» Job
Update the entries from the start through the line that contains "[(179, 126)]", replacing "pick-planner roster" with "grasp-planner roster" and changing nothing else. Return only those lines, without the pictures.

» Data for the task
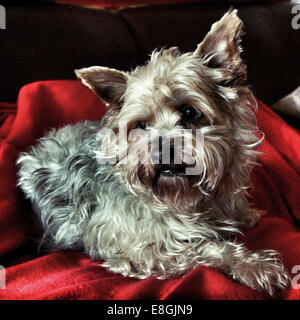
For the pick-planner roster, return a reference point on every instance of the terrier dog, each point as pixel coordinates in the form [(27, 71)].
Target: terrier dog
[(126, 190)]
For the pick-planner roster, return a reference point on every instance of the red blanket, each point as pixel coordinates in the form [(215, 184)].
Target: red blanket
[(72, 275)]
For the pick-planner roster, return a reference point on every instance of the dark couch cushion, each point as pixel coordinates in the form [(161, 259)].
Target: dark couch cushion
[(49, 41)]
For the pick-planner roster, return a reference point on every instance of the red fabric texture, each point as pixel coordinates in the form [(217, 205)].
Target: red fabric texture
[(72, 275)]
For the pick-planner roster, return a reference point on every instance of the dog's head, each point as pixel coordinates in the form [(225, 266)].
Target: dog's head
[(179, 126)]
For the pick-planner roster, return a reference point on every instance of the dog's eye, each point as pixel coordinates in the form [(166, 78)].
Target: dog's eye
[(141, 125), (190, 114)]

» Result of the exercise
For the grasp-planner roster, return a reference point on every instance of the terrier dog, each point as pixel coordinates in the form [(27, 71)].
Target: terrier dog
[(126, 190)]
For the grasp-planner roster, return a reference point on every instance of the red blanket, each point as pixel coordinates in the form [(215, 184)].
Target: red blanket
[(72, 275)]
For the grasp-planner roster, return a reference point on every instance of the dark couch cushion, each point as pixel coordinates in the form [(161, 259)].
Target: dark couch cushion
[(49, 41)]
For the grasp-planner roster, return a reference point on every instance of the red fabric texture, each point as pixel coordinates in the form [(217, 205)].
Target: red fabric texture
[(72, 275)]
For the grasp-planner roster, return a reference point on every instance of the dog's head, each point as pixel coordinates in the form [(225, 266)].
Target: dog's head
[(179, 126)]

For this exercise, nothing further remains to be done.